## What you have to do
Search the records for the string "window". Copy each line where it occurs.

## Source material
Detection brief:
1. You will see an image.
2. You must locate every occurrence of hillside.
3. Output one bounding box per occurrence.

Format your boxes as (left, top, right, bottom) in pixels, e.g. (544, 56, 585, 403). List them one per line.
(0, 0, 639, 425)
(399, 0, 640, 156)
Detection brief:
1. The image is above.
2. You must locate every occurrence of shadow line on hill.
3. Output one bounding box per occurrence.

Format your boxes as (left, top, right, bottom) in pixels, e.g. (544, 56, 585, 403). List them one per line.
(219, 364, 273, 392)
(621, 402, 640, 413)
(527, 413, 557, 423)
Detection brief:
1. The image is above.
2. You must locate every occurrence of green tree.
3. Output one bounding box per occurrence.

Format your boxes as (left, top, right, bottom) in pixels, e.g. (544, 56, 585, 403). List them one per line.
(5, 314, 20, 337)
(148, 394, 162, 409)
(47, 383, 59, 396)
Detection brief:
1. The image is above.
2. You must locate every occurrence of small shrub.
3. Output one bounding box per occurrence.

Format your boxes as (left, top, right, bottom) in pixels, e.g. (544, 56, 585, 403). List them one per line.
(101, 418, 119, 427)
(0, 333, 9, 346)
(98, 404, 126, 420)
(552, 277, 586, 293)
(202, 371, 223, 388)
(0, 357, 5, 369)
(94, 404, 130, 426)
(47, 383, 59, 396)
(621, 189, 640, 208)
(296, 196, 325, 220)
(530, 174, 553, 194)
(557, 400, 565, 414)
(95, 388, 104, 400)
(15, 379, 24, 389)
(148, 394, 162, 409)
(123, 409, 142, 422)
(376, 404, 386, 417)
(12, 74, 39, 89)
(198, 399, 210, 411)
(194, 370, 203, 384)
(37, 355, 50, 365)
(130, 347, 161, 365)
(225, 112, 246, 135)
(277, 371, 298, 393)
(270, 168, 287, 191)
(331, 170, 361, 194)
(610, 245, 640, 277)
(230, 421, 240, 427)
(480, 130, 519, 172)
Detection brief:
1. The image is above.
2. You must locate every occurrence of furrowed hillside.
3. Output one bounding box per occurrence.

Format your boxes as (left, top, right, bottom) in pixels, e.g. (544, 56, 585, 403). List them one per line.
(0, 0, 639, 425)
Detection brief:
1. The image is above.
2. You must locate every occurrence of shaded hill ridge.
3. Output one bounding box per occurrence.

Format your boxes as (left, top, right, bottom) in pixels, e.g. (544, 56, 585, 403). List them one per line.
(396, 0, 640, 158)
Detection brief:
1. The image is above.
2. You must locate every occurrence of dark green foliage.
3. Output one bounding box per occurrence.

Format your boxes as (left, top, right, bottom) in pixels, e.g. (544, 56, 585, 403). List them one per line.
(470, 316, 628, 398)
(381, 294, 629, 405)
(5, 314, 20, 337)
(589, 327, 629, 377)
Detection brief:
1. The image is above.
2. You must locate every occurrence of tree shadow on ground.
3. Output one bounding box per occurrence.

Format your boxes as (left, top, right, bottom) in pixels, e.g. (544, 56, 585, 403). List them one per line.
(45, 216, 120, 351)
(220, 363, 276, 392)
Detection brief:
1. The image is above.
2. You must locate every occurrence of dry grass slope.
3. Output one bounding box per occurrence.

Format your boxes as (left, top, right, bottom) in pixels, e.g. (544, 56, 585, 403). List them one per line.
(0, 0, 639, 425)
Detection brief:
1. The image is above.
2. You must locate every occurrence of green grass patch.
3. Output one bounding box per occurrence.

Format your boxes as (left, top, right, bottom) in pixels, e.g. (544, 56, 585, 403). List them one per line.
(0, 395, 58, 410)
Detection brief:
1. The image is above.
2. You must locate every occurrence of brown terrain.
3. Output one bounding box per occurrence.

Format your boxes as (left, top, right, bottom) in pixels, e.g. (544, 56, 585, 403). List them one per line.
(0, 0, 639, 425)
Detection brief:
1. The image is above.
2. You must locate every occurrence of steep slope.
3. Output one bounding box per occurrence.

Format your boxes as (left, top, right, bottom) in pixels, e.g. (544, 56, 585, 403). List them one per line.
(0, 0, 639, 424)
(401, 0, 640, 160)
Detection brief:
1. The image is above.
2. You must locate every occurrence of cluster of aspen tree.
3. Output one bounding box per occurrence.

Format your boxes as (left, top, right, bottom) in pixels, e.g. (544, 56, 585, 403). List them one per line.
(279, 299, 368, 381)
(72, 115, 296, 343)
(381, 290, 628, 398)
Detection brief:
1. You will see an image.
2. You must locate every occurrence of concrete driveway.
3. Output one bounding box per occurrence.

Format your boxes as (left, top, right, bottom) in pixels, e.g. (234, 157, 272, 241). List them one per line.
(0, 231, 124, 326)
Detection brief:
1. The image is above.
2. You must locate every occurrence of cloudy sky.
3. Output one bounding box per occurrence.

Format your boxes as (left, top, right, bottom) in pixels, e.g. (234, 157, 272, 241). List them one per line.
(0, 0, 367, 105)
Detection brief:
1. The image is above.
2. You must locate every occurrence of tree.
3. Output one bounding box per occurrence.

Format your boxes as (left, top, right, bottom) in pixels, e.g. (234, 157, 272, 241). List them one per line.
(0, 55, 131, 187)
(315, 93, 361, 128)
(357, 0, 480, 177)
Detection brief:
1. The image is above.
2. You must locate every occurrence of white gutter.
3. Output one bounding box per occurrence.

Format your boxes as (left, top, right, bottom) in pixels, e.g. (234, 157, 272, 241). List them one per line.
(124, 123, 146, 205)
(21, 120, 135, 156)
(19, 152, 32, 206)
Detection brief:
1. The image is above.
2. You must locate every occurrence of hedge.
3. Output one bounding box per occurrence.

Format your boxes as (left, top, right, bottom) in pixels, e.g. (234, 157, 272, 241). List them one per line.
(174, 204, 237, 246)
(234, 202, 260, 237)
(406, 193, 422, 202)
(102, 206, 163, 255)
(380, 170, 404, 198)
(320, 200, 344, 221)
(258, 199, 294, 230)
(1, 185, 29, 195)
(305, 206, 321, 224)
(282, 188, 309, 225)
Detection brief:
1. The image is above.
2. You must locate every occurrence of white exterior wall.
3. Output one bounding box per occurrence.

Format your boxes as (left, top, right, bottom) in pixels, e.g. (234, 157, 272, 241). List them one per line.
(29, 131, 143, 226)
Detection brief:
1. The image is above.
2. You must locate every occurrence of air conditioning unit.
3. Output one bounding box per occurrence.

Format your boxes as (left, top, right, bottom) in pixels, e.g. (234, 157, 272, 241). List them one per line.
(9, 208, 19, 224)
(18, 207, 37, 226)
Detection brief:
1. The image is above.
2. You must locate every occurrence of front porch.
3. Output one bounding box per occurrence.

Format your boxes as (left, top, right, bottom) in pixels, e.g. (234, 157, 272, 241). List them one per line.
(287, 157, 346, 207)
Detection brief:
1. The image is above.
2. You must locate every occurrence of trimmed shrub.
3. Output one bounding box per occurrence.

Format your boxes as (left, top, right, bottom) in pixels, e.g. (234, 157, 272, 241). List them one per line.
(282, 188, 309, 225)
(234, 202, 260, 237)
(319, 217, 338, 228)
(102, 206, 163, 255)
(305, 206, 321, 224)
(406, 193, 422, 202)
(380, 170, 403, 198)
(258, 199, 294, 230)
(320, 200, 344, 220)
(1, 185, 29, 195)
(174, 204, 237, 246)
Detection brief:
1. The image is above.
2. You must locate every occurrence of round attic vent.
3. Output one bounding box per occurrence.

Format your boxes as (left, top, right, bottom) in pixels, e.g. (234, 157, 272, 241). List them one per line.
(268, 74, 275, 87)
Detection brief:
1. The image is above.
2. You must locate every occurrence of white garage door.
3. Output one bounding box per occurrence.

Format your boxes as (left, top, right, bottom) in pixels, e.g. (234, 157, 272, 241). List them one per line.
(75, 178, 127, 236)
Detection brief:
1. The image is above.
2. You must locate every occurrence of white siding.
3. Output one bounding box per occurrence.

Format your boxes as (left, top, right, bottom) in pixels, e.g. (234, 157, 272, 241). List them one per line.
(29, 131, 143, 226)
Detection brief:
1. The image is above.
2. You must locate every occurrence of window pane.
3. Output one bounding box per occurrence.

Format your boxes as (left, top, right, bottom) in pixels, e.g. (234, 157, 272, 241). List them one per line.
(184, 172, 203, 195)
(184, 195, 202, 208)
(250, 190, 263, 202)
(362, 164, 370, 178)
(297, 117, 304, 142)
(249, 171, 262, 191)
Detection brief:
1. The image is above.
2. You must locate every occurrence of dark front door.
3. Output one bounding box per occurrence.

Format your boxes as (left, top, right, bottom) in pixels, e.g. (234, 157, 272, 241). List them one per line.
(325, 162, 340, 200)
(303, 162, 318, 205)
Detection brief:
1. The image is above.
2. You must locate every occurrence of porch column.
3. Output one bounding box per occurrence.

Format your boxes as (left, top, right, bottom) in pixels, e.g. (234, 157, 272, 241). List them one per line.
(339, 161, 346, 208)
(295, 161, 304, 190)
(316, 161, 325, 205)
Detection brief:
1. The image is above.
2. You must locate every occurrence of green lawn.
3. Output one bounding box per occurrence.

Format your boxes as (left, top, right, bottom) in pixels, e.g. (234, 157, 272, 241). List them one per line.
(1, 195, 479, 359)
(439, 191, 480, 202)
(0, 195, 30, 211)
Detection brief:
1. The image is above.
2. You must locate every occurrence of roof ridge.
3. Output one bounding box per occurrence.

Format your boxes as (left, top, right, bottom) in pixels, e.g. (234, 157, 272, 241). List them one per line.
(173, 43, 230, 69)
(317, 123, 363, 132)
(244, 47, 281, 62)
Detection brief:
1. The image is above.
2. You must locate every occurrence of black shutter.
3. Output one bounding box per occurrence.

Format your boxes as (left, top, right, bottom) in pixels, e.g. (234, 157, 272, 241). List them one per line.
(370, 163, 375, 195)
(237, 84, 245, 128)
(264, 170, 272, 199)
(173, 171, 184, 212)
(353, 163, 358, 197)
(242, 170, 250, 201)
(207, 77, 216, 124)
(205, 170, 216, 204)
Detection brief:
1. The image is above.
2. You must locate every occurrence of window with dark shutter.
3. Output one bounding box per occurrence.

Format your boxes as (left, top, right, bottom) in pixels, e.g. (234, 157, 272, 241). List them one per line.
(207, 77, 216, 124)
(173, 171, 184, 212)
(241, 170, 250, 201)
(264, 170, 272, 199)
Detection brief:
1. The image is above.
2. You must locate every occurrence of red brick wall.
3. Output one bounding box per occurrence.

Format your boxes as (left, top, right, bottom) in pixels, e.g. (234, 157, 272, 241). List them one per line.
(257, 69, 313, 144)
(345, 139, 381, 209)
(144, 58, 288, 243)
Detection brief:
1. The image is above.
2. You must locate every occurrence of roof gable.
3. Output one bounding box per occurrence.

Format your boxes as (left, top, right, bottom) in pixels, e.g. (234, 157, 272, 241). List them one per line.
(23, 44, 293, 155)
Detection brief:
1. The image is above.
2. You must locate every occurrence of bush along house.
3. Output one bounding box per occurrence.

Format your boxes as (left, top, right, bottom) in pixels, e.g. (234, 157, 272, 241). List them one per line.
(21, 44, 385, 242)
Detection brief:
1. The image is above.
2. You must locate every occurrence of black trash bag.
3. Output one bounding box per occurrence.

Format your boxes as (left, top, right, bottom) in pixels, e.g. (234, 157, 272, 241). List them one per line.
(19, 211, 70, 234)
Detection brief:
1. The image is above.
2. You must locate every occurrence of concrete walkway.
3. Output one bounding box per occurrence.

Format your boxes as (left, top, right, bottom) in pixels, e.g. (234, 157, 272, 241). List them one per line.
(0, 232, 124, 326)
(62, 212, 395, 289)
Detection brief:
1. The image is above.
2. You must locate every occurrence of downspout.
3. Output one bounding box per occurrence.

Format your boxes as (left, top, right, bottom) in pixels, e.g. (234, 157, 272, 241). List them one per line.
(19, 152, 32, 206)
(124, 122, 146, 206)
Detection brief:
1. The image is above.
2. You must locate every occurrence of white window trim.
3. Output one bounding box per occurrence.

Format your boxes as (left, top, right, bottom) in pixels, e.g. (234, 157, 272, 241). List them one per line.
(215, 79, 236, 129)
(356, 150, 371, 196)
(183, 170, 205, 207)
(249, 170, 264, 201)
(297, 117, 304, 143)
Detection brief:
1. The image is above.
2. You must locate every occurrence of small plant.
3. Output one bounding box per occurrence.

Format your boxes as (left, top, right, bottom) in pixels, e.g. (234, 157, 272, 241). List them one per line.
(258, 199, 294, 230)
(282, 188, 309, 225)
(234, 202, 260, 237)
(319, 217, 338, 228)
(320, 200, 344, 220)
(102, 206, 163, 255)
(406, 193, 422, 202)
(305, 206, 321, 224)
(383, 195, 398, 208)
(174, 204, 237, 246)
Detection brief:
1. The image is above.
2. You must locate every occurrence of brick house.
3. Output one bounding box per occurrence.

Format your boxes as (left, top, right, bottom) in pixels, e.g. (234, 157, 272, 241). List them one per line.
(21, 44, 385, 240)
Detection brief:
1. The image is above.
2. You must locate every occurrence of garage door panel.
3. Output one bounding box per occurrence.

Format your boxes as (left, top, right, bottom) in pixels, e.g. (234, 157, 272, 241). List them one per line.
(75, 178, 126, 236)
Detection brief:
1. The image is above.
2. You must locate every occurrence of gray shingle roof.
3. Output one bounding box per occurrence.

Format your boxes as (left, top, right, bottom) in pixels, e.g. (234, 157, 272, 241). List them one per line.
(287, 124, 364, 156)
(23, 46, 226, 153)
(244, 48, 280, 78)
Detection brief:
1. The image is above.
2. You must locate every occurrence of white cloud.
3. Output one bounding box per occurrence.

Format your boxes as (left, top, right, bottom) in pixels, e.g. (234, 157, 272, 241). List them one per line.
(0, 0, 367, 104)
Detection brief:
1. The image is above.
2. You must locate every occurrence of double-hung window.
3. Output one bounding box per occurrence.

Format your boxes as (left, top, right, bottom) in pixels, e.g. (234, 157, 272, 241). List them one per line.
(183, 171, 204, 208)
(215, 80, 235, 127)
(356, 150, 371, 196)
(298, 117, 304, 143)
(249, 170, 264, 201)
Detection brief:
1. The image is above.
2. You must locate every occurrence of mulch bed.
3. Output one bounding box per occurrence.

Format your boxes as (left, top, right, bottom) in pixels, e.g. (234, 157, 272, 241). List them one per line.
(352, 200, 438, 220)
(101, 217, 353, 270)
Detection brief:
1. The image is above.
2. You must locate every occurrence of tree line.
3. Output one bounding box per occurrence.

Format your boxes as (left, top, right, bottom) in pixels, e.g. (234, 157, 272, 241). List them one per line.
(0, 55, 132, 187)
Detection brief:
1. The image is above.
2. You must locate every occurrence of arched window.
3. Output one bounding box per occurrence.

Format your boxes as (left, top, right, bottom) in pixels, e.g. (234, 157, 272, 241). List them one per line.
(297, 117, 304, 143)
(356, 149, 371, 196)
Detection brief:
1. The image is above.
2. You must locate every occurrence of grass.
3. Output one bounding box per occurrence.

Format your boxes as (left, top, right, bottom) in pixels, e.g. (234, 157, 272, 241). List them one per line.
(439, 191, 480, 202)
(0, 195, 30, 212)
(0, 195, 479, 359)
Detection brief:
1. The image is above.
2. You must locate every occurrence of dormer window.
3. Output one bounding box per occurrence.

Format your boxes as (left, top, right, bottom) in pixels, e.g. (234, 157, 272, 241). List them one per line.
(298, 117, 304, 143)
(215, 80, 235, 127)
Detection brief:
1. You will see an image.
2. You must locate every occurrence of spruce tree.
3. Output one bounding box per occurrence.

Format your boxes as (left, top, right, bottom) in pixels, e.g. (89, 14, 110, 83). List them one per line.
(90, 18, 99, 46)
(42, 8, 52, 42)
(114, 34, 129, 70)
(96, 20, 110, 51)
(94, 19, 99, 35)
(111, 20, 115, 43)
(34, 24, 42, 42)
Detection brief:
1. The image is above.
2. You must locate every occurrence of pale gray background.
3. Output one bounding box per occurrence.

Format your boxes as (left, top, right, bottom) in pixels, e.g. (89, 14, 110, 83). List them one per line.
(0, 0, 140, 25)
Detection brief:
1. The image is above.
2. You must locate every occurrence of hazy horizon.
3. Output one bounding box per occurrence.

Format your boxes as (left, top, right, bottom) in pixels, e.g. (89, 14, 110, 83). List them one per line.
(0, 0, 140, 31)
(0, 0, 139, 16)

## Solution for this exercise
2. You must locate every occurrence of window pane.
2. You must locate every occurrence of window with dark shutter.
2. You must locate every occurrence of white window trim.
2. You must locate every occurrence of double-hung window.
2. You must locate every occurrence of arched window.
2. You must locate every occurrence of dormer window.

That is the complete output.